- **TEXT SECTION**
--- start ---
# Rice Hull Substitute



## coeliacsurvivor (16/10/09)

Hi guys,

I am about to start my first AG gluten free brew, exciting.

However, after reading a lot of the posts here it seems likely that sparging/lautering will be a problem and I should add rice hulls to the mash.

My problem is that I can't find anywhere in NZ that sells rice hulls. 

Can anyone recommend a substitute that is also gluten free. Can I use rice, or perhaps an unmalted unground grain like millet to help in the lautering process?

Cheers

Colm


----------



## Rod (16/10/09)

coeliacsurvivor said:


> My problem is that I can't find anywhere in NZ that sells rice hulls.



I am across the channel , nut got my rice hulls in a produce store 

used them to make a rice pillow

they are stocked in the produce store and used as bedding for horses

I could get a small quantity


----------



## JonnyAnchovy (16/10/09)

h34r: gravel?


----------



## TidalPete (16/10/09)

JonnyAnchovy said:


> h34r: gravel?



:icon_offtopic: 
Forget it if you want to avoid a lawsuit from Pumpy? :lol: 
TTBOMM it worked ok when Pumpy tried it around the time of the first grain bags around 2002.
Happy to be corrected from a hysterical  historical viewpoint.

TP


----------



## coeliacsurvivor (16/10/09)

Rod said:


> I am across the channel , nut got my rice hulls in a produce store
> 
> used them to make a rice pillow
> 
> ...




Hi Rod, thanks for that but importing into NZ is a big no-no with the border guards. I'll try a few of the local horse traders and see what I can come up with.
--- end ---
- **TASK OBJECTIVE**
Can you write out the rice hull thread between "## TidalPete (16/10/09)" and "bags around 2002.", inclusive, with "lawsuit" swapped for "complaint"?

- **DATASET CONTENT**
--- start ---
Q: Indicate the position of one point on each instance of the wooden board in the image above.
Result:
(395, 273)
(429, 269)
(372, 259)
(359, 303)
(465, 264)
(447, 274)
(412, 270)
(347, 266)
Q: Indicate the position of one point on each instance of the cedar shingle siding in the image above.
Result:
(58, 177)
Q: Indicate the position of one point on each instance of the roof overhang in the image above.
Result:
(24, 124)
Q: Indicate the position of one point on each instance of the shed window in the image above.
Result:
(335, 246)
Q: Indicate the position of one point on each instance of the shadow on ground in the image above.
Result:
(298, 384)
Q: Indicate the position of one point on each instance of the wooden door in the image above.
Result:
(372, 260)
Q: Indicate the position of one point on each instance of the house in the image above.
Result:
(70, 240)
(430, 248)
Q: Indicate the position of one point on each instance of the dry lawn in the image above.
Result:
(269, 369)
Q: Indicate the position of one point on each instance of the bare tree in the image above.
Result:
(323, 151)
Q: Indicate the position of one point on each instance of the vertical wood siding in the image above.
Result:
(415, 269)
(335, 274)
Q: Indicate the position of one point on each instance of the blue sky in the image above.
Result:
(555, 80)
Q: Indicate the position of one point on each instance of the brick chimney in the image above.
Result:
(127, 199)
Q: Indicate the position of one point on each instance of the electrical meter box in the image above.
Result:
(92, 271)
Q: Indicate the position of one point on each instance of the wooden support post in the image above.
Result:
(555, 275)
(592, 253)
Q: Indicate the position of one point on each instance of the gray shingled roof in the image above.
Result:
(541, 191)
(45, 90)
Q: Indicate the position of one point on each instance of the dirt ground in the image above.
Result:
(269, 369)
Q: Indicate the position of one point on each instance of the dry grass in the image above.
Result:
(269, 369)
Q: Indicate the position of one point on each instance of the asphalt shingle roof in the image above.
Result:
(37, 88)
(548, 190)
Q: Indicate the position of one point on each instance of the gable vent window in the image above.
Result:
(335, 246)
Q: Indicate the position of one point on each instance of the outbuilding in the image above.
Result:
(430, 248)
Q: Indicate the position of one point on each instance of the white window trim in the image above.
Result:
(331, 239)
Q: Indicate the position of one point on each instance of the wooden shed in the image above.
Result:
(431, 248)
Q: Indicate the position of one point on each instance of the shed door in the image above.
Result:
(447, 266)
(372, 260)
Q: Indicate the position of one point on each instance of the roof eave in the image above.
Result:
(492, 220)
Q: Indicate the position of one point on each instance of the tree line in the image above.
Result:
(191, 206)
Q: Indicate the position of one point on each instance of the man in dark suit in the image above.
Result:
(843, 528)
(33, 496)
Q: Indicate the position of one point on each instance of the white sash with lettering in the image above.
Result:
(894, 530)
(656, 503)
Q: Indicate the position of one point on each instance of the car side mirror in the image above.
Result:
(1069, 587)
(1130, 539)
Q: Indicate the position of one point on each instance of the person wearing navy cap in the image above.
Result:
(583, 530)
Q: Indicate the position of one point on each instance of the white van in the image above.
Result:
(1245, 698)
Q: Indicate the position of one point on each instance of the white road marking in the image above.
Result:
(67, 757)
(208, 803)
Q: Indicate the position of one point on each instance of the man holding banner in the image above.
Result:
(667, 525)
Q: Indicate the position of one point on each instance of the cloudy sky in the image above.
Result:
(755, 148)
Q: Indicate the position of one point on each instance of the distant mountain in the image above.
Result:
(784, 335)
--- end ---
- **RESULT BELOW**
## TidalPete (16/10/09)

JonnyAnchovy said:


> h34r: gravel?



:icon_offtopic: 
Forget it if you want to avoid a complaint from Pumpy? :lol: 
TTBOMM it worked ok when Pumpy tried it around the time of the first grain bags around 2002.